» What the exercise asks:
If a line in the listing below holds the word "truck", it counts toward the total; report that total alone.

» Supplied records:
★ ★ ★ ★ ★ ★ ★

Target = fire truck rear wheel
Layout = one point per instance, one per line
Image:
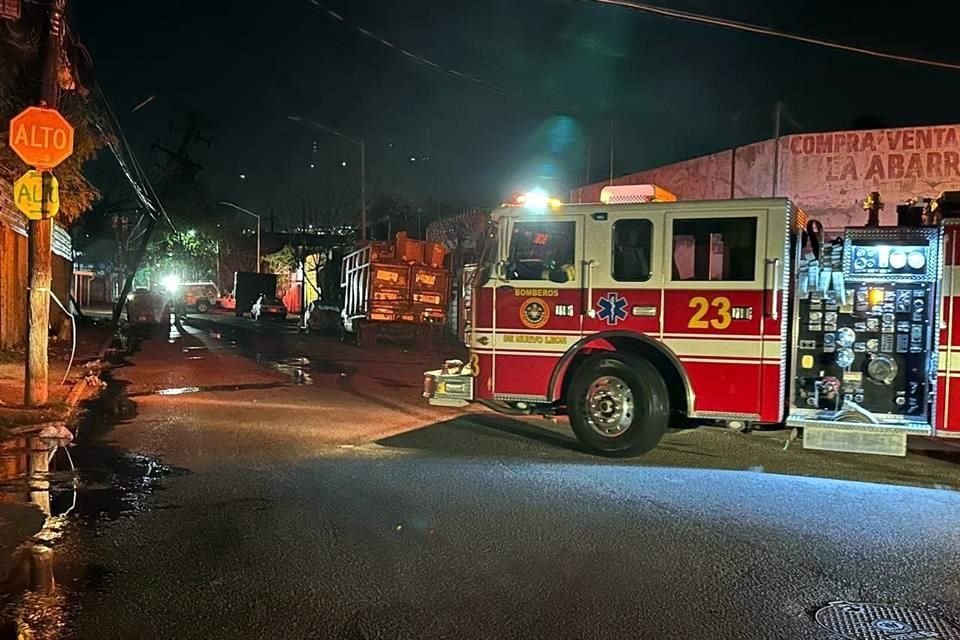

★ ★ ★ ★ ★ ★ ★

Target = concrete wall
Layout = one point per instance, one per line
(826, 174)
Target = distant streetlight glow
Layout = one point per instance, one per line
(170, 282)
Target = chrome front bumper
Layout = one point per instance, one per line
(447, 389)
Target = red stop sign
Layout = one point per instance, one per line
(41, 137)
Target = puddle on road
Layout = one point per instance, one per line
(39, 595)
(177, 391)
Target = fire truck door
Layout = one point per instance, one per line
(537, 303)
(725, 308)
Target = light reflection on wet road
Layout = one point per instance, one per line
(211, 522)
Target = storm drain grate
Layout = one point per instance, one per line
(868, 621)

★ ★ ★ ★ ★ ★ ★

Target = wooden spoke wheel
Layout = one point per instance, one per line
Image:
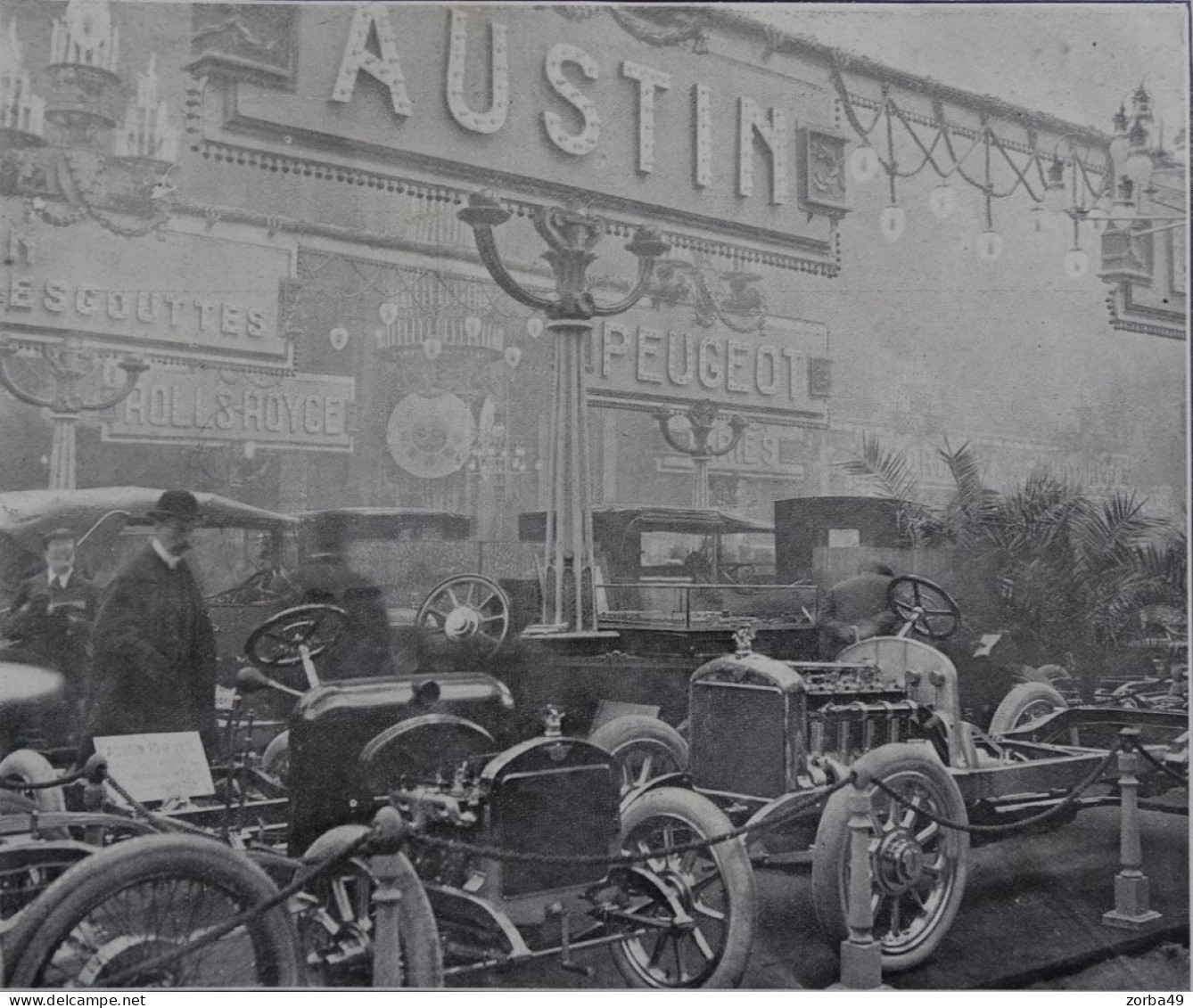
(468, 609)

★ ★ ★ ★ ★ ★ ★

» Response box:
2